==== RECORDS PROVIDED ====

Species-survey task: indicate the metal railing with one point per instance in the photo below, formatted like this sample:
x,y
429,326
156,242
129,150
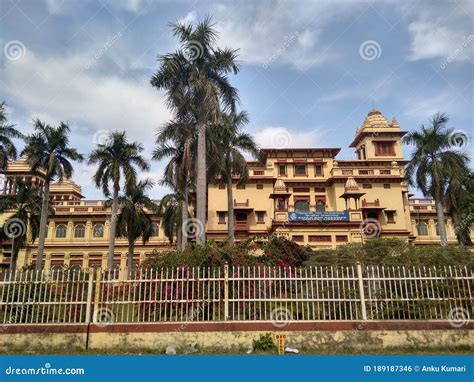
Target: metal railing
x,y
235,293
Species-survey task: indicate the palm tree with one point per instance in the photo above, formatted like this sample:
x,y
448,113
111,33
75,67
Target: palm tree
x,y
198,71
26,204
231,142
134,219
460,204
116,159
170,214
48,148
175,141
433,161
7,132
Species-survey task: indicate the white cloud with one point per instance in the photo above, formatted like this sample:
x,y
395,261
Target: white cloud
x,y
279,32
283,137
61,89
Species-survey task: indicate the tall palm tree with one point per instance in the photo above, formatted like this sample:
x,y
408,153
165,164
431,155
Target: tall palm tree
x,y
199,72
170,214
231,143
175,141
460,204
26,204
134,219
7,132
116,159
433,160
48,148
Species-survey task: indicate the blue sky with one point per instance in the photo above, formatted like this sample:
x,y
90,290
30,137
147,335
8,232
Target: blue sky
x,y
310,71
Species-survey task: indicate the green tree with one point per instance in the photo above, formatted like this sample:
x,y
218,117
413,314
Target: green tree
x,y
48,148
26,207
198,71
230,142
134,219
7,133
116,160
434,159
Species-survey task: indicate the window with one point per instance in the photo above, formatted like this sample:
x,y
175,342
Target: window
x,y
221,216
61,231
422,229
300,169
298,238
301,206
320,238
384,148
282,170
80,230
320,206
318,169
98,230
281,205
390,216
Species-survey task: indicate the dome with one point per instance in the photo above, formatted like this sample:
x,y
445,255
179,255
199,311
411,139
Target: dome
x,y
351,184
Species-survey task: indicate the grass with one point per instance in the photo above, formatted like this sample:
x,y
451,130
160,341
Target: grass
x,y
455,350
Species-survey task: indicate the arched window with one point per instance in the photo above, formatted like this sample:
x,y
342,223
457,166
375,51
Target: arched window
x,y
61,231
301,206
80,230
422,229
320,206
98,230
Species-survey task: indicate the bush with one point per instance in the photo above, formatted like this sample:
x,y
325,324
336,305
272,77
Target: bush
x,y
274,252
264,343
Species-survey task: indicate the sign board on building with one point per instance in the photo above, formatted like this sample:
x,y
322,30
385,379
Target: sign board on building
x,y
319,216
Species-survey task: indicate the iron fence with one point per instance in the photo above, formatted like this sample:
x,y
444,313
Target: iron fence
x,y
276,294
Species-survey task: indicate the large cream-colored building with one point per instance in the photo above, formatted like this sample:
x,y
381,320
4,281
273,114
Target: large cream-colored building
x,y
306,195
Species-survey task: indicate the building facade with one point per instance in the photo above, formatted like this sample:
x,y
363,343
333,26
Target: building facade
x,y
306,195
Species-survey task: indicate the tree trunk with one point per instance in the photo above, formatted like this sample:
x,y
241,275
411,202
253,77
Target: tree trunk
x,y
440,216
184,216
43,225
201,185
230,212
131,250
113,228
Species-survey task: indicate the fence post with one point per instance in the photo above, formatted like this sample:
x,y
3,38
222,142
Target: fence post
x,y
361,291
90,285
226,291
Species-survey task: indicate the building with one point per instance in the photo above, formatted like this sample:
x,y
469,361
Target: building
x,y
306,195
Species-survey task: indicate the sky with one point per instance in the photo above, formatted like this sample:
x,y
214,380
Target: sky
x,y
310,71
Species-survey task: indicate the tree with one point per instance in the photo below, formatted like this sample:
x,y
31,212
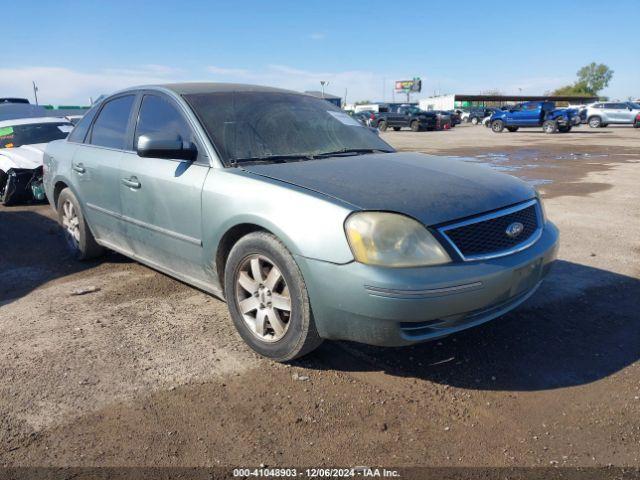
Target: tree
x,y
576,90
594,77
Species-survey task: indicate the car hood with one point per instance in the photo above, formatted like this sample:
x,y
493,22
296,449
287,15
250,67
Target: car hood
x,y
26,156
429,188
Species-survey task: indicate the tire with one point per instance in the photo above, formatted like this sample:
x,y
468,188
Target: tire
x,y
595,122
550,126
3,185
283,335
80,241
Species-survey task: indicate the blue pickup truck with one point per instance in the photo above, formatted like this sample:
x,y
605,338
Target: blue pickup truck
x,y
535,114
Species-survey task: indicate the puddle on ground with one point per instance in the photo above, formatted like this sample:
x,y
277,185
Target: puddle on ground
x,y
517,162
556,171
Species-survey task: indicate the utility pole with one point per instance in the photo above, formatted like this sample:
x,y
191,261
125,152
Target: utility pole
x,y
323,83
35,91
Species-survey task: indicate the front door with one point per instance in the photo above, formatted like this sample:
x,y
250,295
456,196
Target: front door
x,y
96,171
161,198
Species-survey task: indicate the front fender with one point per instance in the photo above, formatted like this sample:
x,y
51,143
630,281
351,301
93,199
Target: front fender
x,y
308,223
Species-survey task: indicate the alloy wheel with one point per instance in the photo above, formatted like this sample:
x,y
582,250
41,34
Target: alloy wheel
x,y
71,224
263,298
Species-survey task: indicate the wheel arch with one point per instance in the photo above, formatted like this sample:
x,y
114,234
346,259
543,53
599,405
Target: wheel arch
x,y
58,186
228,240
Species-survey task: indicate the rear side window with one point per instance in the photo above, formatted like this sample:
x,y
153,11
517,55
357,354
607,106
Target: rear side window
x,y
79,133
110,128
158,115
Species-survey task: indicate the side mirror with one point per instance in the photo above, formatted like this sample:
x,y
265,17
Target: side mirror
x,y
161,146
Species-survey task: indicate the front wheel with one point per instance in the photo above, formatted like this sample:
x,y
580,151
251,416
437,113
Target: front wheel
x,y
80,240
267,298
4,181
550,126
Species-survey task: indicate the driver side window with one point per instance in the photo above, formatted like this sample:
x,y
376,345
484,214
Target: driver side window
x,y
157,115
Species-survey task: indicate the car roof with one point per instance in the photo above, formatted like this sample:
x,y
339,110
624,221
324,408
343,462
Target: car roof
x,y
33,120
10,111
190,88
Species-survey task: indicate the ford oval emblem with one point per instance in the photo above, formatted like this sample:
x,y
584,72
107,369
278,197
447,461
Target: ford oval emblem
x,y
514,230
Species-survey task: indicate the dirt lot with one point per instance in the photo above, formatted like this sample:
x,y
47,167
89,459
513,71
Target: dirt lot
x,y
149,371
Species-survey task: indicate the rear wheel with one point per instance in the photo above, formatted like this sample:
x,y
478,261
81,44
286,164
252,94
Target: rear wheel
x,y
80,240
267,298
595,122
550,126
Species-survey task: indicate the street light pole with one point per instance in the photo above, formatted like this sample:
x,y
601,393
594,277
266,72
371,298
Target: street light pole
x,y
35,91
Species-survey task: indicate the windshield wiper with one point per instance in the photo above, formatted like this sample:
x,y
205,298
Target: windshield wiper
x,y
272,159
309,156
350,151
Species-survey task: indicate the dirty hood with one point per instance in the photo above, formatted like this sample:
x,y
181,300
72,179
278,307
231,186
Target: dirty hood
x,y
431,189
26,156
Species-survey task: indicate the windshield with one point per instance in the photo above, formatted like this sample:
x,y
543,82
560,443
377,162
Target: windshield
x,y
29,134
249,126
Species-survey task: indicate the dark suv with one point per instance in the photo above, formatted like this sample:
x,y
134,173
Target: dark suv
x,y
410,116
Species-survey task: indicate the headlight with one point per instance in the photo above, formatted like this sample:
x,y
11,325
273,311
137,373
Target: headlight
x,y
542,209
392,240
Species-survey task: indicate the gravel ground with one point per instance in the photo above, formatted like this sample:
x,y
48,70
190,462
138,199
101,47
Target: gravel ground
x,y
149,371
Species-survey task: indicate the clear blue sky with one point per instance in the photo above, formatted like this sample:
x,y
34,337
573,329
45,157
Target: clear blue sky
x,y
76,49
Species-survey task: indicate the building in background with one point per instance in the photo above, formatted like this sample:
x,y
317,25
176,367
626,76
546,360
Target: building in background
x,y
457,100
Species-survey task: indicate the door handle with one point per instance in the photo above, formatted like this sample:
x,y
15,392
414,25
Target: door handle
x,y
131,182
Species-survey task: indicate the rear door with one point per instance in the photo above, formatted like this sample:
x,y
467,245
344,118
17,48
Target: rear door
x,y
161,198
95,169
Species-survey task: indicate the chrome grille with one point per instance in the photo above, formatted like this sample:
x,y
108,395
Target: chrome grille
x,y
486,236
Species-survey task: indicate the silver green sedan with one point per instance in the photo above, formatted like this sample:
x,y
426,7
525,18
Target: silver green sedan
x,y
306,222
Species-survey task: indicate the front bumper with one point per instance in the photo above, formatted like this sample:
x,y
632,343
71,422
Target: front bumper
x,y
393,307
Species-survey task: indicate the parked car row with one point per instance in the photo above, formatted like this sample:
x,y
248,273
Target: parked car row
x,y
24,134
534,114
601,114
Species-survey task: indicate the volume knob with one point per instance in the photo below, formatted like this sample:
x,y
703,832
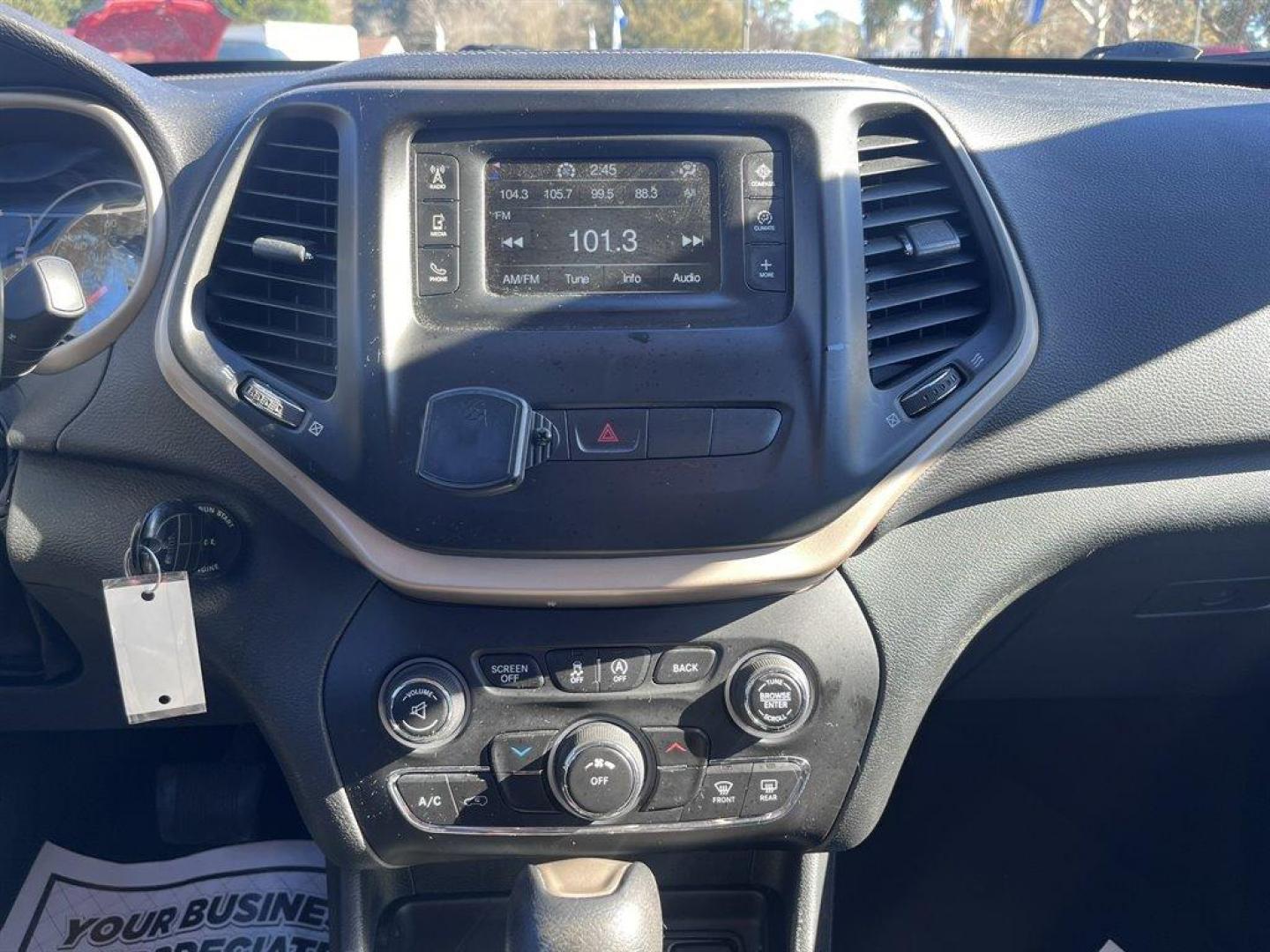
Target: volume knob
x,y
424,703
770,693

====
==== RECORDS PROVIDED ====

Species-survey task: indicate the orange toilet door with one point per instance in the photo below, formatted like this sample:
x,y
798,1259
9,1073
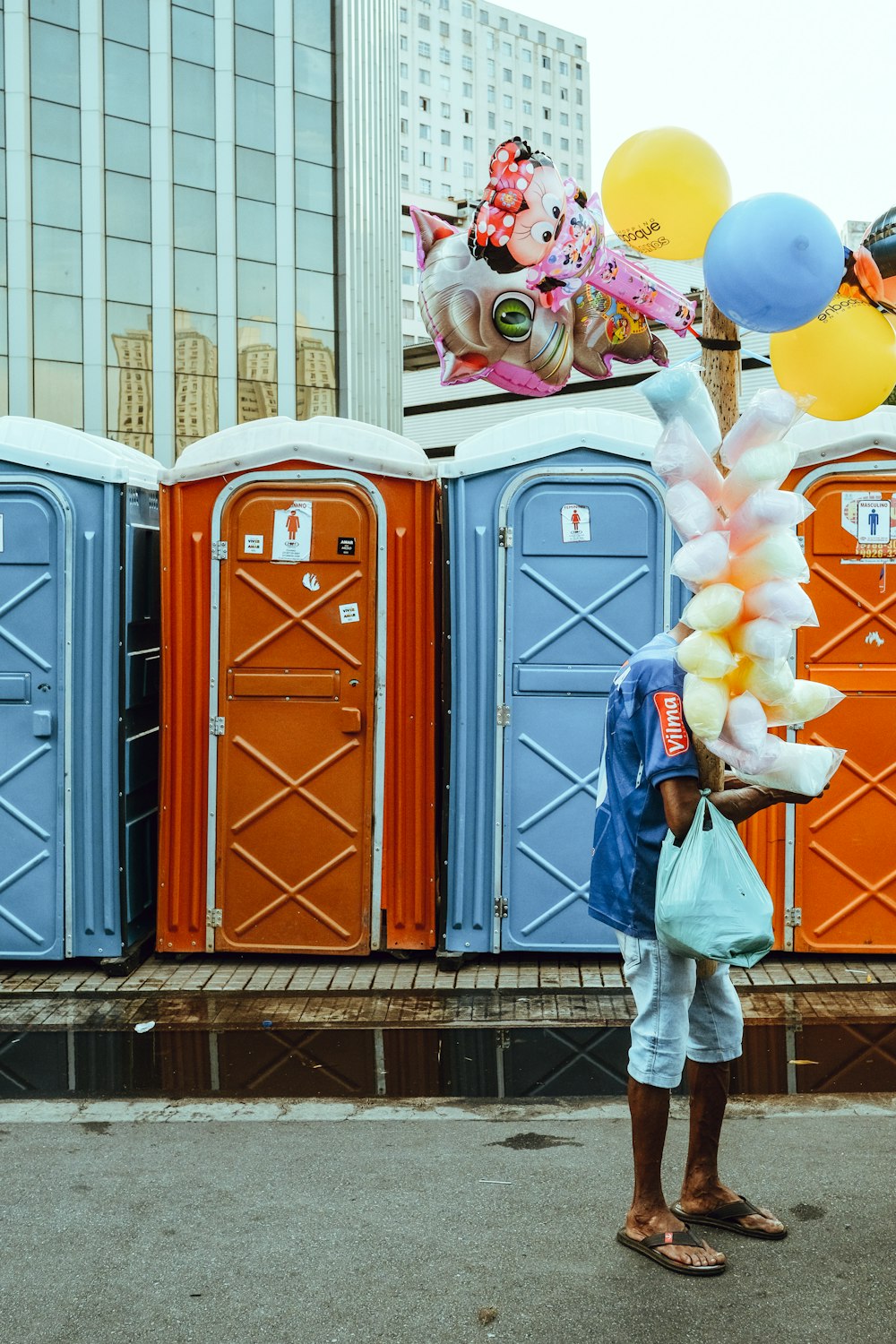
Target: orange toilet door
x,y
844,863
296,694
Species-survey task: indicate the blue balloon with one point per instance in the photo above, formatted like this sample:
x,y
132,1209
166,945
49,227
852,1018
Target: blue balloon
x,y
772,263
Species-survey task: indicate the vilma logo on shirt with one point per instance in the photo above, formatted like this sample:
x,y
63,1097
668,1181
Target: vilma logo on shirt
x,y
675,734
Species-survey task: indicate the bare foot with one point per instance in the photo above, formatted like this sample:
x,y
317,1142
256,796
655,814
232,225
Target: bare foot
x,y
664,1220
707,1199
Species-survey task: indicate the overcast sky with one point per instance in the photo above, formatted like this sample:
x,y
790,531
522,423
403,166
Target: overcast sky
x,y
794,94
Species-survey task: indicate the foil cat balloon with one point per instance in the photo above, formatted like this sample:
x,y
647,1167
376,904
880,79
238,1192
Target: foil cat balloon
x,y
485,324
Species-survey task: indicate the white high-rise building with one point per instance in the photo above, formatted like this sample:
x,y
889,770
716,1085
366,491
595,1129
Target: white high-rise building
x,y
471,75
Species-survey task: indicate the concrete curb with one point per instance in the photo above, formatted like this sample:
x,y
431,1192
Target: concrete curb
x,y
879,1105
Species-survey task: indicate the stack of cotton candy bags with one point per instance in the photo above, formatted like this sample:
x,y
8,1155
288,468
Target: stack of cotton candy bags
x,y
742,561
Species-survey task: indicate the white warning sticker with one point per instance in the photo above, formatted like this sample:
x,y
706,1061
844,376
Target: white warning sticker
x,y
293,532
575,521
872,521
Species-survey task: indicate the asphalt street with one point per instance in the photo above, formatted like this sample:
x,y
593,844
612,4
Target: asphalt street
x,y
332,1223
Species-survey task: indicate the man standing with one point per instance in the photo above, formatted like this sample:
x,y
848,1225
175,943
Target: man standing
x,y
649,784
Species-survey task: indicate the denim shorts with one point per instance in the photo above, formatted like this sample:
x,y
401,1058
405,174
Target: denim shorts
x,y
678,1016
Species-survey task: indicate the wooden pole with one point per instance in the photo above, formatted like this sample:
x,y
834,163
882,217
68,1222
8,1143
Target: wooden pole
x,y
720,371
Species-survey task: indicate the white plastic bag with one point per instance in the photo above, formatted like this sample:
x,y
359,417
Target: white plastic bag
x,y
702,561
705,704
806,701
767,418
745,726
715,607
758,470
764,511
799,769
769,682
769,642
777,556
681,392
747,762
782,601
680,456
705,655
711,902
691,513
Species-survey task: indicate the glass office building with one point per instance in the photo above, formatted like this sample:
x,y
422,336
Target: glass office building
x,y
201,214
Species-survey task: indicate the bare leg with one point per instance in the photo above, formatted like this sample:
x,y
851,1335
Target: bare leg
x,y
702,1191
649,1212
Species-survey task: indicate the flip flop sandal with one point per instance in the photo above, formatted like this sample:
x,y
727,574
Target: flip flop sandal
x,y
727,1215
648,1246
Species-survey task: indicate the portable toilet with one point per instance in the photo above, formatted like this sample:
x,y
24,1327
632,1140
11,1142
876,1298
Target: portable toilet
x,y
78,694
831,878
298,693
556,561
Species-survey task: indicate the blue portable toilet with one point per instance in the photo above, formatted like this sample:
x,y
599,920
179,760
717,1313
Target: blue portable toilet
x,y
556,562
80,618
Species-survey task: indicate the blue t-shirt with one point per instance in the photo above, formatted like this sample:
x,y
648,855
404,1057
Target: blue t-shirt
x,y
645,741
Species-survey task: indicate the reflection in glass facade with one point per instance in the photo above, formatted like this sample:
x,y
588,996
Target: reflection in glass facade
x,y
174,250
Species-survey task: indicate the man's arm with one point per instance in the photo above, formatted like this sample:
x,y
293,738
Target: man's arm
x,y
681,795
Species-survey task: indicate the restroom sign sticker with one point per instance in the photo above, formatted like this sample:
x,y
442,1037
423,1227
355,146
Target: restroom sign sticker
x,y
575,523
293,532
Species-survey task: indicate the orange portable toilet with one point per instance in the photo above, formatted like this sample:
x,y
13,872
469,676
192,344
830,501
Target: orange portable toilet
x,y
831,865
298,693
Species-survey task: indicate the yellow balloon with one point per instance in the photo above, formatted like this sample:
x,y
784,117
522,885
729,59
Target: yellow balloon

====
==== RECORDS PROVIDED ====

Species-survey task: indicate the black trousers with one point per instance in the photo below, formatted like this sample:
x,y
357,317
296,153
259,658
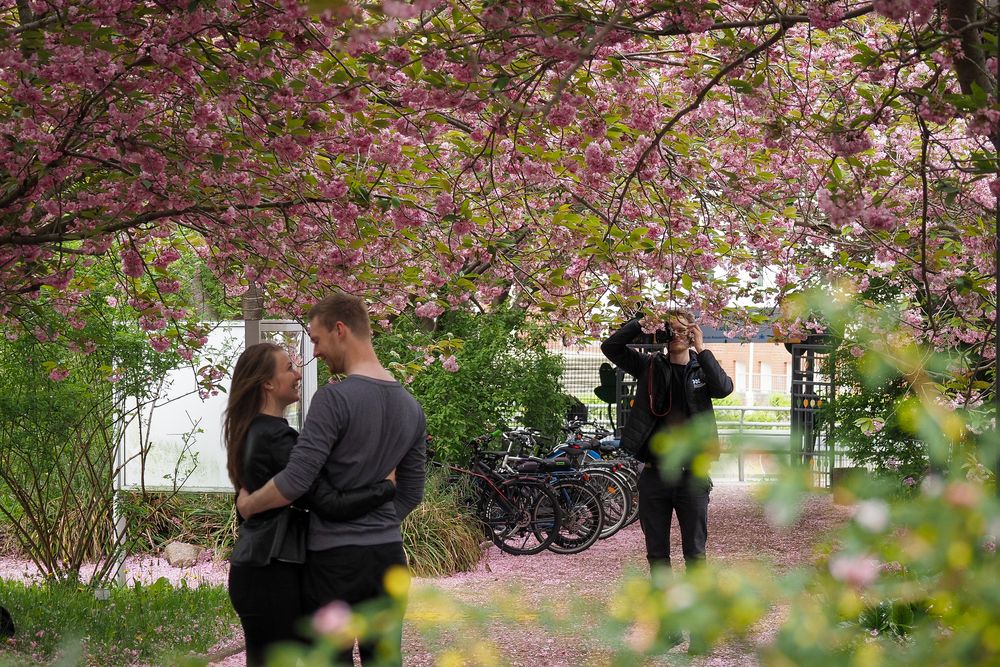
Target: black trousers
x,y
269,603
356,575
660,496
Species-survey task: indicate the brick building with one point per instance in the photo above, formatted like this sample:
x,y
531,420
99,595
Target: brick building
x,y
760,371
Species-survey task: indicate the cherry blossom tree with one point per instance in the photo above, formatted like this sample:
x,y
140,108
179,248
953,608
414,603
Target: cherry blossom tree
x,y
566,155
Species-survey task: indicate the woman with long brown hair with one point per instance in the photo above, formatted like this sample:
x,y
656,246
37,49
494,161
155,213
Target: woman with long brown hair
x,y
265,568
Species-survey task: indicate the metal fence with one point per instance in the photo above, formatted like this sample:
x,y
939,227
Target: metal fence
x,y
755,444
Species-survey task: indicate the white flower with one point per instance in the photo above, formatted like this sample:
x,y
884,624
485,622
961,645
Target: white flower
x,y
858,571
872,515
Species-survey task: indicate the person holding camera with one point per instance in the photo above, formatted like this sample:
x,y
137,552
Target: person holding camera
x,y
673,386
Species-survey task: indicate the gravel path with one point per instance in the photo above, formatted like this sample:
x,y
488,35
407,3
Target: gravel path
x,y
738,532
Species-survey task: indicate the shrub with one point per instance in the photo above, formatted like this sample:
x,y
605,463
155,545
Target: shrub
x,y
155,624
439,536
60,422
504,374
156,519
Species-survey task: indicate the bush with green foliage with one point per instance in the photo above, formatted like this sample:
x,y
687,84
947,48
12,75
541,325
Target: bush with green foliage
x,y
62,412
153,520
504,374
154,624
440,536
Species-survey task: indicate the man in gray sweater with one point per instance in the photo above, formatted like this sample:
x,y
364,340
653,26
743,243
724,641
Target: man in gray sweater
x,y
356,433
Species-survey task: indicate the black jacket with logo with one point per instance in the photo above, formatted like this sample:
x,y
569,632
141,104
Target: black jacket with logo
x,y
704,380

====

Pick out each line of the data above that contains the word "truck", and copy those lines. Only count matches where the capitalization is the same.

> **THE COMPLETED TASK**
Species-survey task: indicate the blue pickup truck with one point per instance in the photo above, formatted like this sample:
Target: blue pickup truck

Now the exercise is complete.